PROBLEM TO WORK ON
Arrange the listing below as a Markdown table with the columns No. and Line, one row per line, numbering the rows and omitting blank lines. Leave the pictures out of the table.

Data items

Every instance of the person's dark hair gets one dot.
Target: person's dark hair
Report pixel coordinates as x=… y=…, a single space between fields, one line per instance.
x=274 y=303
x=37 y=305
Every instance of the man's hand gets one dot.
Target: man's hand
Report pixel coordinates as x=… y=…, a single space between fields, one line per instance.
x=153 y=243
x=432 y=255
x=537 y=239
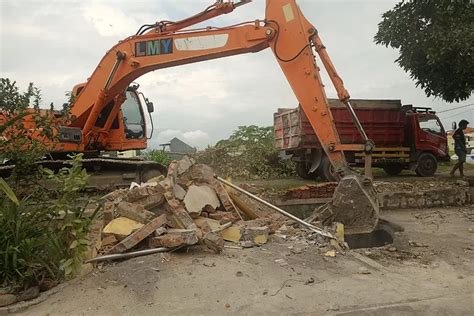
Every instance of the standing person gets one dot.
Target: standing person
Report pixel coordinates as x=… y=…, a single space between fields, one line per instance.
x=460 y=147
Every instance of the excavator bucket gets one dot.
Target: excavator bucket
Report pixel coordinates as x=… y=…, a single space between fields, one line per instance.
x=354 y=204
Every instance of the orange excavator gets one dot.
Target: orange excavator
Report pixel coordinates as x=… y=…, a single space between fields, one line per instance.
x=107 y=114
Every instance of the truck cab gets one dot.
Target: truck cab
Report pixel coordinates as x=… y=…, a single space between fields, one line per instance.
x=405 y=137
x=429 y=140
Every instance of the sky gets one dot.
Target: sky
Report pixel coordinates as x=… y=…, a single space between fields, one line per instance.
x=58 y=43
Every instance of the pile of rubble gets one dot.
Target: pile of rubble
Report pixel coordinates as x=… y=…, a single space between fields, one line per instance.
x=309 y=191
x=187 y=207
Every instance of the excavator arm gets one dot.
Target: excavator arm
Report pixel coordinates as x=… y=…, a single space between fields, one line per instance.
x=294 y=42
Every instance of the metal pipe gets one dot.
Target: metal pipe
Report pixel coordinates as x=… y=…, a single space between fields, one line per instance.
x=279 y=210
x=357 y=122
x=129 y=254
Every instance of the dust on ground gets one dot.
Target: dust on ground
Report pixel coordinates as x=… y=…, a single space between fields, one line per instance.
x=284 y=277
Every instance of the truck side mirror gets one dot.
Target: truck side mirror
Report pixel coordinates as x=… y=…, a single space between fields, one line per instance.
x=149 y=106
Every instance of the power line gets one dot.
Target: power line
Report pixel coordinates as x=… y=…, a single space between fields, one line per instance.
x=459 y=107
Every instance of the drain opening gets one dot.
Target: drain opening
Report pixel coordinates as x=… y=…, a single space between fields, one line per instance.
x=377 y=238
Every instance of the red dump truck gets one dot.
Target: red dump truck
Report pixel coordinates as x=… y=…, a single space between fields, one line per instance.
x=406 y=137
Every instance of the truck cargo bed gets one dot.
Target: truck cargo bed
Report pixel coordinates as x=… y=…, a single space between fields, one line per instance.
x=383 y=120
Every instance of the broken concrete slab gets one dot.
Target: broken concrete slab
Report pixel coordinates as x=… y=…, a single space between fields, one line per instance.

WRITTEN ANSWER
| No. | Line |
|---|---|
| 1 | Every instance of the person's dark hair gets one dot. |
| 2 | Target: person's dark hair |
| 3 | Report pixel coordinates as x=… y=…, a single space between fields, one line per instance. |
| 4 | x=274 y=303 |
| 5 | x=37 y=305 |
| 6 | Every instance of the man's hand gets one dot. |
| 7 | Target: man's hand |
| 8 | Report pixel coordinates as x=… y=…, a single space between fields, one line per instance. |
| 9 | x=153 y=243 |
| 10 | x=432 y=255 |
| 11 | x=537 y=239 |
| 12 | Every instance of the standing person gets one dot. |
| 13 | Target: standing person |
| 14 | Report pixel coordinates as x=… y=…, a single space between fields, one line per instance. |
| 15 | x=460 y=147 |
| 16 | Every instance of the excavator bucket gets one dot. |
| 17 | Target: excavator bucket |
| 18 | Report pixel coordinates as x=… y=…, a single space between fields, one line per instance. |
| 19 | x=354 y=204 |
| 20 | Every instance of the orange excavator gets one dot. |
| 21 | Target: orange excavator |
| 22 | Report pixel coordinates as x=… y=…, a single space between fields, one line per instance. |
| 23 | x=107 y=114 |
| 24 | Every instance of the truck cab gets one dot. |
| 25 | Target: truck cab |
| 26 | Report pixel coordinates as x=… y=…, a single space between fields, one line per instance. |
| 27 | x=405 y=137 |
| 28 | x=429 y=140 |
| 29 | Every instance of the sky gets one dot. |
| 30 | Target: sky |
| 31 | Report pixel coordinates as x=… y=…, a single space between fields, one line per instance. |
| 32 | x=58 y=43 |
| 33 | Every instance of the pile of rubble gets one dot. |
| 34 | Target: pile of rubble |
| 35 | Report pixel coordinates as x=… y=…, a single space between fields, one line per instance. |
| 36 | x=309 y=191 |
| 37 | x=187 y=207 |
| 38 | Every instance of the excavator arm gets one dot. |
| 39 | Target: excavator arm |
| 40 | Report pixel coordinates as x=… y=…, a single space between fields, one line per instance. |
| 41 | x=294 y=42 |
| 42 | Every instance of the metal pipe gets one dot. |
| 43 | Target: metal pipe |
| 44 | Report pixel coordinates as x=… y=…, a single space between fields, one line per instance. |
| 45 | x=279 y=210 |
| 46 | x=357 y=122 |
| 47 | x=129 y=254 |
| 48 | Every instance of the dust on ground gets one dot. |
| 49 | Target: dust on ground |
| 50 | Report pixel coordinates as x=… y=…, a single space between fields, one line per instance. |
| 51 | x=284 y=277 |
| 52 | Every instance of the truck side mirror gets one dot. |
| 53 | Target: truck side mirror |
| 54 | Report pixel coordinates as x=… y=…, a single space between fields, one line per instance. |
| 55 | x=149 y=106 |
| 56 | Every instance of the power line gets one dot. |
| 57 | Target: power line |
| 58 | Report pixel coordinates as x=… y=…, a single space between fields, one line per instance. |
| 59 | x=459 y=107 |
| 60 | Every instance of the drain opening gets one dot. |
| 61 | Target: drain opening |
| 62 | Report pixel coordinates as x=… y=…, a single space between fields, one line per instance. |
| 63 | x=377 y=238 |
| 64 | Every instance of the red dump truck gets one dot. |
| 65 | Target: red dump truck |
| 66 | Report pixel coordinates as x=… y=…, a single space between fields, one line per instance. |
| 67 | x=406 y=137 |
| 68 | Every instance of the truck cargo bed gets one dot. |
| 69 | Target: truck cargo bed |
| 70 | Report pixel coordinates as x=… y=…, a single space between fields, one line per instance. |
| 71 | x=383 y=120 |
| 72 | Every instance of the broken concrete slab gets one dot. |
| 73 | Target: broken concrete slab |
| 74 | Report pixel coordinates as x=… y=…, a single space between fields, one line per instance. |